### WHAT IS EXPECTED
Reproduce word for word the passage of the text on Germany's restructuring law that opens with the words containing "In connection with" and closes with "mean for companies?".
*** TEXT ***
In connection with the new provisions of EU insolvency law, the Gesetz über den Stabilisierungs- und Restrukturierungsrahmen (Act on the Stabilisation and Restructuring Framework/StaRUG) came into force in Germany on 1 January 2021. What does this mean for companies?

AM: These adjustments are attributed to an EU directive from 2019 – that is, before the crisis – and serve to devise more efficient restructuring processes and prevent insolvencies. Similar laws will be or have been enacted in all EU countries by 31 June 2021. The new law mainly serves to facilitate and accelerate the financial restructuring of a company through the deferral or waiver of debt or adjustment of financing terms. It achieves this by allowing individual creditors, who do not wish to back a proposed restructuring concept, to be outvoted by way of a majority resolution. In our view, however, this also requires the submission of a feasible, holistic concept that also accounts for economic performance factors. After all, a majority resolution naturally requires the majority to be convinced of this. An additional advantage is that this process is not public. As a result, the entire process can – if prepared and executed professionally – take place as much as possible outside of the public eye.

This also diminishes to some extent the stigma of insolvency.
*** End of TEXT ***
*** ENTRIES SUPPLIED ***
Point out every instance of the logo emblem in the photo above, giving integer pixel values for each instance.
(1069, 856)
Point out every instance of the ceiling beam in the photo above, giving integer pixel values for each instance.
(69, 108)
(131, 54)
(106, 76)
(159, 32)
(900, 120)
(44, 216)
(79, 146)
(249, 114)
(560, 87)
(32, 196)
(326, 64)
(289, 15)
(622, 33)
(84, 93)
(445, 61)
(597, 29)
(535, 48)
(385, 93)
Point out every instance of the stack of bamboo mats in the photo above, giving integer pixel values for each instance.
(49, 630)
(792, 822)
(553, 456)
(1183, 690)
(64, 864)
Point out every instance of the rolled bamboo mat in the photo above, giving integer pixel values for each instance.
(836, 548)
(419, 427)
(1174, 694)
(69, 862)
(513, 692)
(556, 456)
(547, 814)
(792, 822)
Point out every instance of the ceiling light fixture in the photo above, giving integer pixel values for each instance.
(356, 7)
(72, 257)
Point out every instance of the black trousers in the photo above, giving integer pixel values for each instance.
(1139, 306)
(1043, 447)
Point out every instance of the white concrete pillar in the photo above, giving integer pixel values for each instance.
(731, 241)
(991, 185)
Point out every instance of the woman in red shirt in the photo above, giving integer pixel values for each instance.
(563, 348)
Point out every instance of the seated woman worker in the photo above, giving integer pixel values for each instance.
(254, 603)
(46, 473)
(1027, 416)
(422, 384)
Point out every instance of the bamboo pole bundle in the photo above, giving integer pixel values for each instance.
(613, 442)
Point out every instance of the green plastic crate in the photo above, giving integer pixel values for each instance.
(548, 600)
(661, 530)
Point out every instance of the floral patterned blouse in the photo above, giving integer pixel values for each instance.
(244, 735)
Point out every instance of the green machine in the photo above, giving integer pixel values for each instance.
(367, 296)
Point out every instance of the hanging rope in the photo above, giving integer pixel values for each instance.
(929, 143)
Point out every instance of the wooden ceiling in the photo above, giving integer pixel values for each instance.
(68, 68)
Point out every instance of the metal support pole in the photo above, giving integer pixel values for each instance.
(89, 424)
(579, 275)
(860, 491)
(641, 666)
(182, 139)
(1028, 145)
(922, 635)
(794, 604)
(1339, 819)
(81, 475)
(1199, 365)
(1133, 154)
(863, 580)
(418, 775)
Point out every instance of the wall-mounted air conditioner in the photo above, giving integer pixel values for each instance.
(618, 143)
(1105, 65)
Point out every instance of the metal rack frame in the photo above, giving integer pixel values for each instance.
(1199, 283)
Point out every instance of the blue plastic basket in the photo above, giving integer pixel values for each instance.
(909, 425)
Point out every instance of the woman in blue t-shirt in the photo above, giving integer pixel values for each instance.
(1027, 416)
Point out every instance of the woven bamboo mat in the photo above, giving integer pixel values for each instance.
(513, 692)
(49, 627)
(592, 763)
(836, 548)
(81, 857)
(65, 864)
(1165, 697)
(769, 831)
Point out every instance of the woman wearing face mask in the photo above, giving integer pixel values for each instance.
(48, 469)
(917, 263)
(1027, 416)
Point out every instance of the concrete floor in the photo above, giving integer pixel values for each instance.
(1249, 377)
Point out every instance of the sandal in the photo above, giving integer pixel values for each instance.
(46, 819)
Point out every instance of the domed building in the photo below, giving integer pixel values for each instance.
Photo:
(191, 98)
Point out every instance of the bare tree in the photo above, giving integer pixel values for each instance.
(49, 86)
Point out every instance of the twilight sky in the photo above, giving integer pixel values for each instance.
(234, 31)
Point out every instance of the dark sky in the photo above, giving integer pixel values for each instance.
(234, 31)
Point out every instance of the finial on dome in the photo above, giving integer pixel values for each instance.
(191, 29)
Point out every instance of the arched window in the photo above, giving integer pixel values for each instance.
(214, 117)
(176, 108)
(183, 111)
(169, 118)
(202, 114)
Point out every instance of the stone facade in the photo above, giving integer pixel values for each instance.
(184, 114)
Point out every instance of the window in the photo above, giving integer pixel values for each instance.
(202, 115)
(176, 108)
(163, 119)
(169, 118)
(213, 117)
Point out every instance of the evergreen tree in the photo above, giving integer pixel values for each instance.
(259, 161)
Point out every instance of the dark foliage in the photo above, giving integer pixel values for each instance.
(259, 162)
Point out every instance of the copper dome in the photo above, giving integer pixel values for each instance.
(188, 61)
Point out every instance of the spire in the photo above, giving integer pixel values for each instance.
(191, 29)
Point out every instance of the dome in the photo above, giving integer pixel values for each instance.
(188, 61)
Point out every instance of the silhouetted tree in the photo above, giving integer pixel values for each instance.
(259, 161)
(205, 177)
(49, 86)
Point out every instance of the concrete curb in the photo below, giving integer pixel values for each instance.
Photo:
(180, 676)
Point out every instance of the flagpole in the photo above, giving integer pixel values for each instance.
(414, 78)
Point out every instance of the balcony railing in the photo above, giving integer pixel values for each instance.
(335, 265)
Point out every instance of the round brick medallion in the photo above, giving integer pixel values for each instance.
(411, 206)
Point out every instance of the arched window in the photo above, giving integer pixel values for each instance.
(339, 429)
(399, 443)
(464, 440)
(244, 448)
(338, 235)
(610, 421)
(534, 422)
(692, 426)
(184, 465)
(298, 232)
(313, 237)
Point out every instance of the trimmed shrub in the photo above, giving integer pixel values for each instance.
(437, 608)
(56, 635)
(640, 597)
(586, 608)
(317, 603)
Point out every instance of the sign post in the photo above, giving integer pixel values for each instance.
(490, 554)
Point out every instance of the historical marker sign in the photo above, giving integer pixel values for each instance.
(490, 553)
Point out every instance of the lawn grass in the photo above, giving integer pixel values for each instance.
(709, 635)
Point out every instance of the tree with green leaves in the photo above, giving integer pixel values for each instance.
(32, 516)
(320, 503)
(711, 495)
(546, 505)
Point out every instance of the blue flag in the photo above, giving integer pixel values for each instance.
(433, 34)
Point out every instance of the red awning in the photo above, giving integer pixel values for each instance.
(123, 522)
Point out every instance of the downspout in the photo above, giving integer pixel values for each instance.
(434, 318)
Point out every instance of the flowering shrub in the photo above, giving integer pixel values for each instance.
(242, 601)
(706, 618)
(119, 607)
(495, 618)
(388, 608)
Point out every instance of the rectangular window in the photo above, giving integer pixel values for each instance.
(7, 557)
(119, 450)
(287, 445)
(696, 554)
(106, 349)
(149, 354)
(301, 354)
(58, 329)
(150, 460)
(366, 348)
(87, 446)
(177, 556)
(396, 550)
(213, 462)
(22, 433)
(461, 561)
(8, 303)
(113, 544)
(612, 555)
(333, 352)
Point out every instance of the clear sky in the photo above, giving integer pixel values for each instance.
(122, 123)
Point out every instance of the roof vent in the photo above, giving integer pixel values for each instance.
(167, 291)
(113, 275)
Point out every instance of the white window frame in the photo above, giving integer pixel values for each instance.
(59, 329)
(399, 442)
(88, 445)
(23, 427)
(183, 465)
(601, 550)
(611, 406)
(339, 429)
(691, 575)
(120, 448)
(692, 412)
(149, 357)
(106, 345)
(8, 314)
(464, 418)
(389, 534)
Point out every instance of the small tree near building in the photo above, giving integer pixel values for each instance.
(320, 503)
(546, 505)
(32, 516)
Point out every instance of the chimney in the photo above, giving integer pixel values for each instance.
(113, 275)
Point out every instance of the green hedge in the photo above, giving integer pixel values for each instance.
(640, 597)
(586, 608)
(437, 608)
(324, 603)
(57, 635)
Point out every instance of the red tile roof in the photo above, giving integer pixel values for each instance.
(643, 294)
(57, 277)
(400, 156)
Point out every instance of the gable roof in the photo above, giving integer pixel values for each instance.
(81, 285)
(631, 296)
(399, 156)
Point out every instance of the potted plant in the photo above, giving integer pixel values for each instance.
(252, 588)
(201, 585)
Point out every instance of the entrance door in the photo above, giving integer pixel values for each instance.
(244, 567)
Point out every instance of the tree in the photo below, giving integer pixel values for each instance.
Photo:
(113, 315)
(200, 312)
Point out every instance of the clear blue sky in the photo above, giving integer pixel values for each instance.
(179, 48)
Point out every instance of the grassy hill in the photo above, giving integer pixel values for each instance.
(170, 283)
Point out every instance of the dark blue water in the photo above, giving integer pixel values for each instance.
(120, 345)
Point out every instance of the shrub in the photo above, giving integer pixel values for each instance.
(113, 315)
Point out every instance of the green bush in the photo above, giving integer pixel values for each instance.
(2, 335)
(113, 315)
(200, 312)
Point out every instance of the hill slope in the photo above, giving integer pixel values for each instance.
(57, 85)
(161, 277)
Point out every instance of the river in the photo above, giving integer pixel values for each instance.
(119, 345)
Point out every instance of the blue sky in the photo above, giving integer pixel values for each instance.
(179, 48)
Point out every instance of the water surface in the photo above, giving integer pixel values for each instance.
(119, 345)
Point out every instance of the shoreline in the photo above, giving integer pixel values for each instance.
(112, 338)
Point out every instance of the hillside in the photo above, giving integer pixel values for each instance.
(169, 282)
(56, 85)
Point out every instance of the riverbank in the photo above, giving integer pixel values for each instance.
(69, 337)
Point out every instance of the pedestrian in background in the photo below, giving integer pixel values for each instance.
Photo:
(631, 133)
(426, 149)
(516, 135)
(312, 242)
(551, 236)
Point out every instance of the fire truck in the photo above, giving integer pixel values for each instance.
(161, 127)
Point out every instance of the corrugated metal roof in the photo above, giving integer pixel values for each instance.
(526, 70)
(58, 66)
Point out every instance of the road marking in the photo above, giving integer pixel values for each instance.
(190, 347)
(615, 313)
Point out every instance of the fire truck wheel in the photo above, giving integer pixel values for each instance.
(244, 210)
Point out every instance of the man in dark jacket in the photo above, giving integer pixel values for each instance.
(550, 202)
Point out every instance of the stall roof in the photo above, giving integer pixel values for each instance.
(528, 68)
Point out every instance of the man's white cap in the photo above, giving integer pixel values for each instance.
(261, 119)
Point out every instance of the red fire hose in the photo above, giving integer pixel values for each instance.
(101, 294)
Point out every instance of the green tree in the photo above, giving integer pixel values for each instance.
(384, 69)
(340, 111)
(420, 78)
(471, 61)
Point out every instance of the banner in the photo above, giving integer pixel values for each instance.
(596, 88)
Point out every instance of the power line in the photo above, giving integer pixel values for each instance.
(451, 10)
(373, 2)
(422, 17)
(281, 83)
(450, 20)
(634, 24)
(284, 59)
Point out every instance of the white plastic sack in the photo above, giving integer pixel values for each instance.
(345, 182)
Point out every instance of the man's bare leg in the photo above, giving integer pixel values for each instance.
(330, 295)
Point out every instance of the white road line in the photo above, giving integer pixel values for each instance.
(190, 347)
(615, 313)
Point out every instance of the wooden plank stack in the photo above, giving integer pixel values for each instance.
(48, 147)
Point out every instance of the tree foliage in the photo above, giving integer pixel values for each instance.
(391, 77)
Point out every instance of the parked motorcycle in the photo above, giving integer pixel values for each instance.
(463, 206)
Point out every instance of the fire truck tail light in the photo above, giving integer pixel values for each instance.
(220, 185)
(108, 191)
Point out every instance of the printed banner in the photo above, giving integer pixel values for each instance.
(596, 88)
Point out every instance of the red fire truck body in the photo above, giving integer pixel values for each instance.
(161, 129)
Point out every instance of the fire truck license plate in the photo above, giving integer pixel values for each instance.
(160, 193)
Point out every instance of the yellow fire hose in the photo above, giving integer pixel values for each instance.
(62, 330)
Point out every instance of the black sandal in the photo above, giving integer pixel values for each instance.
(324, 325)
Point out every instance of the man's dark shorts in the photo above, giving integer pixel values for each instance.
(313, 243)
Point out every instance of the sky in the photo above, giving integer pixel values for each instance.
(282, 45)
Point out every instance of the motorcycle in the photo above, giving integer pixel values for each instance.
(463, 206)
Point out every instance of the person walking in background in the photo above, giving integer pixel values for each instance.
*** End of ENTRIES SUPPLIED ***
### WRITTEN ANSWER
In connection with the new provisions of EU insolvency law, the Gesetz über den Stabilisierungs- und Restrukturierungsrahmen (Act on the Stabilisation and Restructuring Framework/StaRUG) came into force in Germany on 1 January 2021. What does this mean for companies?